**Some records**
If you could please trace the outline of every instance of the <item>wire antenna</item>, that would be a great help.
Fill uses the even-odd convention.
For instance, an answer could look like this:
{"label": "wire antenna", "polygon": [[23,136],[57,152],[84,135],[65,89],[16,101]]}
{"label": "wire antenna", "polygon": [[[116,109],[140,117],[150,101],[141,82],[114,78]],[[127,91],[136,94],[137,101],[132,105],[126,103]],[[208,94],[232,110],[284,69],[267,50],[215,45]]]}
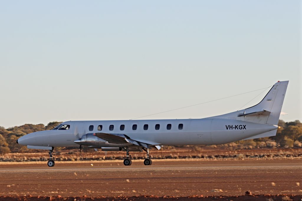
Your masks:
{"label": "wire antenna", "polygon": [[[246,105],[247,105],[248,104],[249,104],[249,103],[251,101],[252,101],[255,98],[256,98],[257,97],[259,96],[259,95],[260,95],[260,94],[262,94],[263,92],[264,92],[265,91],[266,91],[269,88],[271,87],[268,87],[266,89],[265,89],[264,91],[262,91],[261,93],[260,93],[260,94],[258,94],[258,95],[257,95],[257,96],[255,96],[255,97],[254,97],[254,98],[253,98],[253,99],[252,99],[250,101],[249,101],[248,102],[246,103],[245,104],[245,105],[243,105],[243,106],[242,106],[242,107],[240,107],[240,108],[239,108],[239,109],[238,109],[238,110],[239,110],[241,109],[243,107],[244,107],[244,106],[245,106]],[[238,110],[237,110],[237,111],[238,111]]]}
{"label": "wire antenna", "polygon": [[[262,89],[257,89],[257,90],[254,90],[253,91],[249,91],[248,92],[246,92],[245,93],[242,93],[242,94],[237,94],[236,95],[233,95],[233,96],[228,96],[227,97],[224,97],[224,98],[219,98],[219,99],[217,99],[215,100],[213,100],[212,101],[207,101],[206,102],[204,102],[203,103],[198,103],[198,104],[194,104],[194,105],[189,105],[189,106],[185,106],[185,107],[180,107],[179,108],[176,108],[176,109],[173,109],[173,110],[167,110],[166,111],[164,111],[163,112],[159,112],[159,113],[154,113],[154,114],[149,114],[148,115],[146,115],[145,116],[140,116],[139,117],[136,117],[136,118],[133,118],[133,119],[130,119],[129,120],[133,120],[133,119],[139,119],[139,118],[142,118],[142,117],[146,117],[146,116],[151,116],[152,115],[155,115],[156,114],[161,114],[162,113],[164,113],[165,112],[171,112],[171,111],[174,111],[175,110],[180,110],[180,109],[183,109],[184,108],[186,108],[187,107],[192,107],[192,106],[195,106],[196,105],[201,105],[201,104],[204,104],[205,103],[210,103],[210,102],[213,102],[213,101],[219,101],[219,100],[222,100],[223,99],[225,99],[226,98],[230,98],[231,97],[234,97],[234,96],[239,96],[239,95],[242,95],[243,94],[247,94],[247,93],[251,93],[251,92],[253,92],[254,91],[259,91],[259,90],[262,90],[262,89],[265,89],[265,90],[264,91],[262,91],[262,92],[261,93],[260,93],[260,94],[259,94],[257,96],[256,96],[255,98],[253,98],[252,99],[252,100],[251,100],[248,103],[247,103],[246,104],[246,105],[248,103],[249,103],[249,102],[250,102],[251,101],[252,101],[253,99],[254,99],[254,98],[256,98],[256,97],[257,97],[257,96],[259,96],[259,95],[260,95],[260,94],[261,94],[261,93],[262,93],[262,92],[263,92],[263,91],[265,91],[265,90],[266,90],[268,88],[270,87],[271,87],[273,85],[272,85],[271,86],[269,86],[268,87],[266,87],[265,88],[263,88]],[[242,106],[242,107],[243,107],[243,106],[244,106],[244,105],[243,106]],[[241,108],[241,107],[240,108]]]}

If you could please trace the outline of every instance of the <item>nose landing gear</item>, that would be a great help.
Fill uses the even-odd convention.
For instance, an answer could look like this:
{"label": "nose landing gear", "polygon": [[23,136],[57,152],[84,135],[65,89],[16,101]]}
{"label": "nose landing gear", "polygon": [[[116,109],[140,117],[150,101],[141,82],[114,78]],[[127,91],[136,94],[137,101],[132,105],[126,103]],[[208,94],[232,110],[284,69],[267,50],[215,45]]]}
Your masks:
{"label": "nose landing gear", "polygon": [[49,160],[47,162],[47,165],[49,167],[53,167],[55,165],[55,161],[53,161],[53,159],[55,159],[53,157],[53,147],[52,148],[51,150],[50,150],[48,153],[49,154],[50,158]]}

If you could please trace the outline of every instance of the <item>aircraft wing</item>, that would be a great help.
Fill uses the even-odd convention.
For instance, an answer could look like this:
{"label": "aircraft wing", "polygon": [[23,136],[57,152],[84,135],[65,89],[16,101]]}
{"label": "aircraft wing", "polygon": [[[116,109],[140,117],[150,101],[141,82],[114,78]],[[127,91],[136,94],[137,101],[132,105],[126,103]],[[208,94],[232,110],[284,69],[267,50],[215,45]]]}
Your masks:
{"label": "aircraft wing", "polygon": [[124,135],[118,134],[113,135],[105,132],[96,132],[93,133],[93,135],[101,138],[110,143],[122,144],[128,142],[125,140],[125,137],[124,136],[123,136]]}
{"label": "aircraft wing", "polygon": [[101,138],[110,143],[123,144],[128,142],[135,145],[149,148],[151,146],[155,146],[159,150],[162,147],[159,143],[154,142],[137,140],[131,139],[129,136],[123,134],[113,134],[105,132],[96,132],[93,135]]}

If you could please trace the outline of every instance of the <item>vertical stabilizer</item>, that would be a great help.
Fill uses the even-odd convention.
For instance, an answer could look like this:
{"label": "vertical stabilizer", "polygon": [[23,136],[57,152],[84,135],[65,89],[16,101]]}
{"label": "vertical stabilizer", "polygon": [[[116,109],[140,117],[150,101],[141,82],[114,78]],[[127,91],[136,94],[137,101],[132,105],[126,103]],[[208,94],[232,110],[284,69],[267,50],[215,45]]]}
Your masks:
{"label": "vertical stabilizer", "polygon": [[277,125],[288,81],[276,83],[257,105],[211,118],[236,119],[262,124]]}

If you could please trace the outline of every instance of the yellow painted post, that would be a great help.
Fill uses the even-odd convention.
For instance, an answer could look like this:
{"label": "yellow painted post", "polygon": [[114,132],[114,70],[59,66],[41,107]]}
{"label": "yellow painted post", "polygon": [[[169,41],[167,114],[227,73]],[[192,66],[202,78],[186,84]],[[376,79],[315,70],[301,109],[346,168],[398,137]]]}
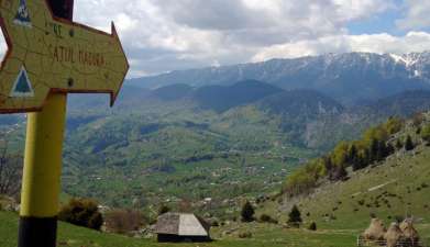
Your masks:
{"label": "yellow painted post", "polygon": [[55,247],[67,94],[52,93],[29,113],[19,247]]}

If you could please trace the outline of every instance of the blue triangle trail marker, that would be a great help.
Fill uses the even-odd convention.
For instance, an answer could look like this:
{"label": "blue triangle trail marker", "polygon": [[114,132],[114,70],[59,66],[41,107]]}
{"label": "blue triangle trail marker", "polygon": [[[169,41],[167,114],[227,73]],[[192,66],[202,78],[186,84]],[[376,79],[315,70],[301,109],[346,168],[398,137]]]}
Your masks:
{"label": "blue triangle trail marker", "polygon": [[24,67],[21,68],[10,96],[15,98],[34,97],[34,90]]}
{"label": "blue triangle trail marker", "polygon": [[13,23],[26,27],[32,27],[29,9],[26,8],[26,0],[20,0],[20,7],[18,8],[18,12],[15,19],[13,20]]}

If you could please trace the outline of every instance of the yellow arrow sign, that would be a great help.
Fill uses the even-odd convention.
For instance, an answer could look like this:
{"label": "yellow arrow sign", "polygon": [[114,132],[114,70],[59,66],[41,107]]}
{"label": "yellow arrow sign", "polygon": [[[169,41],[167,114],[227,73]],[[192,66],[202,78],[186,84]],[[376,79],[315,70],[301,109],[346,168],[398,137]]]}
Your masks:
{"label": "yellow arrow sign", "polygon": [[0,0],[8,53],[0,68],[0,113],[40,111],[49,92],[110,93],[129,63],[112,34],[55,18],[46,0]]}

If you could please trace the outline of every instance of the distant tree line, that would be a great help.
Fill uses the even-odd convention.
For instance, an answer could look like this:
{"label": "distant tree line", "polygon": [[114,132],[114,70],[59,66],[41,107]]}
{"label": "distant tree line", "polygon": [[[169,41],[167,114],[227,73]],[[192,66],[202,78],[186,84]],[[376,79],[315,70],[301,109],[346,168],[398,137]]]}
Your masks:
{"label": "distant tree line", "polygon": [[[398,133],[404,125],[404,120],[390,117],[386,123],[370,128],[360,141],[341,142],[324,157],[312,159],[291,173],[283,192],[289,197],[308,193],[318,186],[320,179],[327,178],[331,181],[348,179],[348,167],[352,167],[354,171],[360,170],[385,160],[396,151],[396,148],[414,149],[410,136],[405,143],[397,143],[396,146],[388,142],[390,136]],[[426,132],[429,132],[430,139],[430,127]]]}

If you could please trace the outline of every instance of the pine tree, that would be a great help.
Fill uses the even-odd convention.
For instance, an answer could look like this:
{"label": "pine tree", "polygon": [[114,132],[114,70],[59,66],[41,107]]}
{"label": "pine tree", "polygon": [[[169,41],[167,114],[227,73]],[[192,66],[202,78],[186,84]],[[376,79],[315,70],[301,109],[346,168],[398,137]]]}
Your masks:
{"label": "pine tree", "polygon": [[348,171],[344,166],[339,166],[334,172],[334,180],[344,180],[348,177]]}
{"label": "pine tree", "polygon": [[359,150],[353,144],[350,148],[350,153],[348,154],[348,161],[351,166],[354,166],[359,161]]}
{"label": "pine tree", "polygon": [[162,215],[162,214],[165,214],[165,213],[168,213],[170,212],[170,207],[166,206],[166,205],[161,205],[159,209],[158,209],[158,215]]}
{"label": "pine tree", "polygon": [[397,139],[397,141],[396,141],[396,149],[397,149],[397,150],[400,150],[401,148],[404,148],[404,144],[401,143],[400,139]]}
{"label": "pine tree", "polygon": [[408,135],[406,137],[405,149],[406,150],[412,150],[414,148],[415,148],[415,144],[412,142],[412,138],[410,137],[410,135]]}
{"label": "pine tree", "polygon": [[370,154],[370,164],[378,160],[378,153],[379,153],[379,141],[376,138],[372,139],[371,144],[371,154]]}
{"label": "pine tree", "polygon": [[288,214],[288,222],[289,225],[299,227],[301,223],[301,213],[297,205],[294,205],[291,209],[291,212]]}
{"label": "pine tree", "polygon": [[396,151],[394,148],[393,144],[388,143],[387,144],[387,156],[393,155]]}
{"label": "pine tree", "polygon": [[255,220],[254,214],[254,207],[246,201],[241,211],[242,222],[253,222]]}

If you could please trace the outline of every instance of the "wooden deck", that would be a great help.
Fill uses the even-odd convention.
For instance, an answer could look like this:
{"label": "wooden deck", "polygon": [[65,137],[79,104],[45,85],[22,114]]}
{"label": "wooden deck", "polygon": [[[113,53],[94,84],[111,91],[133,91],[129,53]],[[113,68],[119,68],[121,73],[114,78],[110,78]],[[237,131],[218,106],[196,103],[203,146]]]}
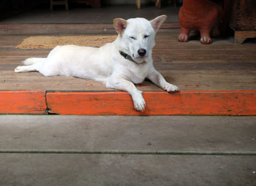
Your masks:
{"label": "wooden deck", "polygon": [[[145,96],[148,98],[148,110],[144,113],[135,112],[127,94],[105,88],[105,85],[99,82],[72,77],[43,77],[37,72],[14,73],[14,69],[20,64],[21,61],[29,57],[46,57],[50,51],[48,49],[16,49],[15,46],[22,39],[29,36],[29,35],[0,36],[0,93],[6,95],[7,90],[31,90],[32,93],[34,93],[35,90],[43,91],[47,96],[41,97],[42,100],[40,99],[38,103],[46,101],[48,98],[49,101],[52,100],[53,103],[35,106],[34,113],[38,113],[38,108],[41,108],[39,113],[66,115],[256,115],[255,106],[252,104],[256,101],[255,41],[236,44],[230,38],[219,38],[214,39],[213,44],[210,45],[202,45],[197,39],[180,43],[176,39],[178,31],[178,29],[164,29],[159,32],[157,36],[153,58],[156,69],[168,82],[178,85],[181,91],[178,94],[168,95],[148,81],[137,85],[138,88],[144,91]],[[66,105],[58,103],[59,92],[63,91],[65,92],[61,93],[62,96],[65,96],[64,100],[67,100],[67,97],[74,96],[75,100],[71,99]],[[78,112],[63,111],[63,108],[70,111],[69,107],[74,106],[74,101],[86,102],[89,98],[76,100],[79,96],[83,98],[84,93],[91,96],[91,93],[94,93],[95,97],[90,97],[89,99],[96,101],[102,96],[101,93],[106,92],[111,94],[108,96],[109,99],[100,98],[102,102],[95,102],[92,105],[97,107],[103,102],[108,101],[109,107],[107,106],[105,109],[109,112],[99,110],[91,113],[86,111],[81,112],[80,109],[78,109]],[[53,99],[53,95],[56,98]],[[116,99],[115,96],[119,96],[121,103],[127,101],[127,104],[124,106],[129,108],[127,112],[118,112],[118,106],[122,104],[121,102],[121,105],[116,102],[117,110],[109,110],[111,109],[113,101]],[[217,97],[219,98],[216,98]],[[1,113],[26,113],[27,109],[20,110],[19,112],[4,112],[7,105],[13,104],[4,96],[1,98],[2,101],[7,101],[0,107]],[[21,97],[20,100],[22,99]],[[151,101],[154,99],[159,101]],[[174,101],[170,102],[172,99]],[[167,105],[162,104],[165,102]],[[190,104],[184,104],[188,102]],[[20,103],[20,108],[25,106]],[[173,105],[173,107],[166,109],[168,104]],[[208,109],[206,107],[207,104],[210,106]],[[50,107],[45,107],[44,105]],[[55,107],[56,106],[57,107]],[[81,106],[86,106],[82,104]],[[178,112],[173,110],[176,107]],[[155,112],[156,110],[159,112]],[[33,109],[31,112],[33,112]]]}

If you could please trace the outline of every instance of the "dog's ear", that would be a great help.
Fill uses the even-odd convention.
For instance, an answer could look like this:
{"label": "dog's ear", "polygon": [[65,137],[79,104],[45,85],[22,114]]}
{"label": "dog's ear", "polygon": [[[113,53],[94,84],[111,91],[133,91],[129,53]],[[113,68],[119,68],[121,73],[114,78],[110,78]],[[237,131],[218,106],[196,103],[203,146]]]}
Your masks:
{"label": "dog's ear", "polygon": [[127,21],[122,18],[116,18],[114,19],[113,23],[116,32],[122,35],[124,29],[127,28]]}
{"label": "dog's ear", "polygon": [[157,18],[150,21],[155,32],[157,32],[159,30],[162,24],[166,20],[166,18],[167,18],[167,16],[165,15],[162,15],[158,16]]}

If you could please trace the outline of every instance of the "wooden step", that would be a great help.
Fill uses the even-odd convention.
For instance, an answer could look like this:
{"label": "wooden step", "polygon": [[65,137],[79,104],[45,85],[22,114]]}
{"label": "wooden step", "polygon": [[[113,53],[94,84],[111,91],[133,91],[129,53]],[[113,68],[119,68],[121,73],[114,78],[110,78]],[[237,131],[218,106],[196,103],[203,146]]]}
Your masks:
{"label": "wooden step", "polygon": [[1,114],[256,115],[256,91],[145,91],[146,110],[121,91],[0,91]]}

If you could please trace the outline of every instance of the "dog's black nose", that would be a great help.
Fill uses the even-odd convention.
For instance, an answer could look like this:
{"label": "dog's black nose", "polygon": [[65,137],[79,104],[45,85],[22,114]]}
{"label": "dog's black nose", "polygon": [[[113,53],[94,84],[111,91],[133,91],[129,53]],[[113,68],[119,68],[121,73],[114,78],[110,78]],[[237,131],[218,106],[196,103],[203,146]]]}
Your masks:
{"label": "dog's black nose", "polygon": [[141,56],[141,57],[143,57],[145,55],[146,55],[146,53],[147,51],[143,49],[143,48],[140,48],[139,49],[139,50],[138,50],[138,53]]}

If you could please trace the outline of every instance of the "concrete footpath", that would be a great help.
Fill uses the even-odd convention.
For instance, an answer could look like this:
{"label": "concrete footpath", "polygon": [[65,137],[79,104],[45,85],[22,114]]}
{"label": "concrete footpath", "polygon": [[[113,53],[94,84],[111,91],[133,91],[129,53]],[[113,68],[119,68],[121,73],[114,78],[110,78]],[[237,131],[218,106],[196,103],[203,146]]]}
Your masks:
{"label": "concrete footpath", "polygon": [[256,185],[256,117],[1,115],[0,185]]}

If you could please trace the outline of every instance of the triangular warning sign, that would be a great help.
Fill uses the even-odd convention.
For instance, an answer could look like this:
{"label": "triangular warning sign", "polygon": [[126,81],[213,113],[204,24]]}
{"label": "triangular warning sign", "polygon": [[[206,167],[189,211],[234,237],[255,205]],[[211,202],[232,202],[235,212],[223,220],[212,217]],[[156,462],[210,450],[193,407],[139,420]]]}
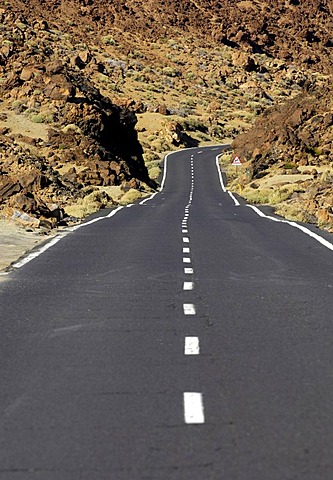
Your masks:
{"label": "triangular warning sign", "polygon": [[238,157],[235,157],[235,158],[233,159],[233,162],[232,162],[231,165],[236,165],[236,166],[237,166],[237,165],[242,165],[242,162],[240,161],[240,159],[239,159]]}

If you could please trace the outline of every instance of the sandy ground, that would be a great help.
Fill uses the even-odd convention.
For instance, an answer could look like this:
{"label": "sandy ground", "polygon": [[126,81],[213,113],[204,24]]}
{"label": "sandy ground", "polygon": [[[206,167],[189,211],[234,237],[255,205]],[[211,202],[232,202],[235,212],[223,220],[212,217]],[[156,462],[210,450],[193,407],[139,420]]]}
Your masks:
{"label": "sandy ground", "polygon": [[0,272],[48,238],[50,235],[27,231],[15,222],[0,220]]}

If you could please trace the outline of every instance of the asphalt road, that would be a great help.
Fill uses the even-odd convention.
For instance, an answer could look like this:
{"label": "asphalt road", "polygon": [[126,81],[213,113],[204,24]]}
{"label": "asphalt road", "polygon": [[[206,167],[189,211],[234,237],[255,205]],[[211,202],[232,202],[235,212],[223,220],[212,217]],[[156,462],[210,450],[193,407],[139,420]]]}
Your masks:
{"label": "asphalt road", "polygon": [[332,478],[333,251],[219,151],[0,284],[1,480]]}

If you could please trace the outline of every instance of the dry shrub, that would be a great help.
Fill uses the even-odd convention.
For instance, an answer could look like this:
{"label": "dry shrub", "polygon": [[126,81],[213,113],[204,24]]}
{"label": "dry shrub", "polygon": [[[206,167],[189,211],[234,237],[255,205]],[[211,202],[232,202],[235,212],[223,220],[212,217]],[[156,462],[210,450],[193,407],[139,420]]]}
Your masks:
{"label": "dry shrub", "polygon": [[105,192],[94,191],[75,204],[66,207],[66,213],[72,217],[84,218],[106,207],[111,201]]}
{"label": "dry shrub", "polygon": [[140,200],[142,198],[142,193],[139,192],[138,190],[135,190],[135,188],[131,188],[126,192],[121,199],[119,200],[120,205],[128,205],[129,203],[134,203],[137,200]]}

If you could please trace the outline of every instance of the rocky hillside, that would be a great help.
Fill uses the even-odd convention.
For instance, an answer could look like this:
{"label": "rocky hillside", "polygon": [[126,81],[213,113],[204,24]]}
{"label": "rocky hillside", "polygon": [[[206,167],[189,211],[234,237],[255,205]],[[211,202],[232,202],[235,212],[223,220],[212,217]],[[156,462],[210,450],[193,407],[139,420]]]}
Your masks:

**WHAT TO PRODUCE**
Repeat exactly, and only, the lines from the one containing "shrub, that would be a great help." through the end of the material.

**REPLY**
If you could please trace the outline of every instance of the dry shrub, that would be a great help.
Fill uses the even-odd convention.
For instance, an answer could look like this:
{"label": "dry shrub", "polygon": [[126,81],[213,113],[204,24]]}
{"label": "dry shrub", "polygon": [[[206,167],[189,211],[234,237],[255,205]],[[211,202],[232,202],[235,212],[223,220],[212,217]],[[156,462],[210,450],[193,407],[139,420]]]}
Your masks:
{"label": "dry shrub", "polygon": [[105,192],[94,191],[75,204],[66,207],[66,213],[72,217],[84,218],[106,207],[111,201]]}
{"label": "dry shrub", "polygon": [[140,200],[142,198],[142,193],[139,192],[138,190],[135,190],[135,188],[131,188],[126,192],[121,199],[119,200],[120,205],[128,205],[129,203],[134,203],[137,200]]}

If you could please trace the outline of every instance of the rocky hillside, that would be a great help.
Fill uses the even-odd convention.
For instance, an answer could look like this:
{"label": "rocky hillside", "polygon": [[126,81],[213,113],[204,24]]}
{"label": "rocky hillside", "polygon": [[[206,167],[189,211],[234,237],[255,205]],[[211,202],[232,202],[235,212],[223,220],[212,217]],[[156,462],[210,450],[193,407],[139,420]]]}
Your masks:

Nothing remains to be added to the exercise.